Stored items
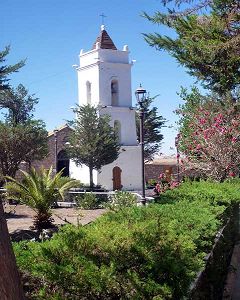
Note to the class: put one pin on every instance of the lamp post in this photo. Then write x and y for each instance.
(176, 145)
(141, 96)
(55, 132)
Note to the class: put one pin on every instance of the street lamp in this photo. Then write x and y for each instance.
(141, 96)
(178, 155)
(55, 132)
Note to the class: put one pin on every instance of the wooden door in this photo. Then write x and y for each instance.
(117, 185)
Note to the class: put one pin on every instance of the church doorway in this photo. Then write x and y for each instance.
(117, 185)
(63, 163)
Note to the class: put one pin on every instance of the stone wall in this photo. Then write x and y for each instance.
(152, 171)
(50, 160)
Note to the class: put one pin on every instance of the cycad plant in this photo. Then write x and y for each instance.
(40, 190)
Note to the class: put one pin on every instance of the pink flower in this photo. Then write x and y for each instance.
(161, 175)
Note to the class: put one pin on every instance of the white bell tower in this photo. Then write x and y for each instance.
(104, 80)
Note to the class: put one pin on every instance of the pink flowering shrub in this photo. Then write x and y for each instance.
(209, 139)
(163, 184)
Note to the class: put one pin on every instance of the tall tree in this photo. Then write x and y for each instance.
(6, 70)
(10, 286)
(21, 142)
(21, 137)
(209, 135)
(93, 141)
(152, 129)
(206, 43)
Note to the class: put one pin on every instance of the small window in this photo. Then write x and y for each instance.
(114, 92)
(117, 128)
(88, 88)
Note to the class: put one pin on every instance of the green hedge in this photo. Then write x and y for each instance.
(136, 253)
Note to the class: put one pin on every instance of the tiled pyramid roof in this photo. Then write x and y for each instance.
(104, 40)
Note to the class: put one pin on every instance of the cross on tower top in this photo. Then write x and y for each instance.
(103, 16)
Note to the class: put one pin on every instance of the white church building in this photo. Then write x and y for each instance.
(104, 80)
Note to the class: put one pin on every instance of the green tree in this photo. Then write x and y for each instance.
(10, 285)
(152, 129)
(209, 135)
(40, 190)
(93, 141)
(6, 70)
(22, 138)
(206, 43)
(19, 104)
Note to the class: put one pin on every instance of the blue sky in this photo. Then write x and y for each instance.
(50, 35)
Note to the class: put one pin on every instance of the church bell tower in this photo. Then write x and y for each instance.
(104, 80)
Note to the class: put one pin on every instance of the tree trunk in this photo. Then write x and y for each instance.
(10, 286)
(91, 178)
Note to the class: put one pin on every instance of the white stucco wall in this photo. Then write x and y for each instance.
(81, 173)
(129, 161)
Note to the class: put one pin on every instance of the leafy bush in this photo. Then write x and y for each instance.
(120, 200)
(149, 252)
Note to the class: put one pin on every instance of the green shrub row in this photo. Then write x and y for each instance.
(135, 253)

■ **EXERCISE DETAILS**
Above are the records; copy them exactly without the pictures.

■ **FINAL ANSWER**
Note to the class: put one pin on every instance of the lamp post in this photo. Then write x and y for each instance.
(176, 145)
(141, 96)
(55, 132)
Note to the class: put one pin on every instance of the street lamp in this photo. Then write x and y for each instance.
(141, 96)
(178, 155)
(55, 132)
Note to the class: put one pin on every instance of the wooden door in this photo. Then write x and y for each instance.
(117, 185)
Note to the class: put one pin on every instance of the church doorway in this photo. Then write x and y for each instance.
(117, 185)
(63, 163)
Note to the class: put one pin on every instance of the stone wall in this photo. Then write x and y for each instance.
(152, 171)
(50, 160)
Note to the class: put one pin on every instance of the cycad plant in this photo. Then write x and y for each instance.
(40, 190)
Note to the class: put one pin on every instance of the pink flower in this photo. Then write x and y for each instance.
(161, 175)
Note to the class: put one pin on every instance of the white bell tower in this photo. Then write x and y for each instance.
(104, 80)
Note to the class: put one pin on every instance of the pink flowering shrub in this photo. Then write x and y for each instance.
(209, 139)
(163, 184)
Note to the class: put one pin on every instance of the tall tree in this photo. Then write x and y for each instance.
(6, 70)
(10, 286)
(21, 142)
(21, 137)
(209, 135)
(93, 141)
(152, 129)
(206, 43)
Note to the class: put one pin on every instance of the small window in this photo. Then write x and y for each instance.
(114, 92)
(117, 128)
(88, 88)
Note to the class: put one pin on every instance of the green hedge in this photo. Then write x and y for each instance.
(136, 253)
Note to the class: put one pin on every instance of the tiled pyramid roof in this photo. Then write x and y for each instance.
(104, 40)
Note to the class: put one pin on every instance of the cross on tower top in this photo. Then write x and y for each instance.
(103, 16)
Note to the class: put one pin on every instance of the white church building in this photo. Then write x and y for each instance.
(104, 80)
Note to the class: put one pin on every instance of the green tree in this photo. Then write x and y for each instance.
(10, 285)
(152, 129)
(209, 135)
(40, 190)
(93, 141)
(6, 70)
(22, 138)
(206, 43)
(19, 104)
Note to the class: put one pin on every instance of the blue sky in this photo. Then write x and y for each instance.
(50, 35)
Note to the class: put one pin on every instance of the church bell tower in this photo. Then write x and y for each instance.
(104, 80)
Note to the class: put one pin on every instance of the tree trunk in this photo. Then write x and y for each instance.
(10, 286)
(91, 178)
Note to the class: put one pin on every instance of the white stucco wall in this photo. Then write x and y for each instance.
(81, 173)
(129, 161)
Note to the class: put one pin on every instance of the leafy bush in this photo. Then write x and y for each instance.
(120, 200)
(149, 252)
Note to the class: put one pin on every instance of the green shrub row in this photo. Then write x and y for each instance.
(135, 253)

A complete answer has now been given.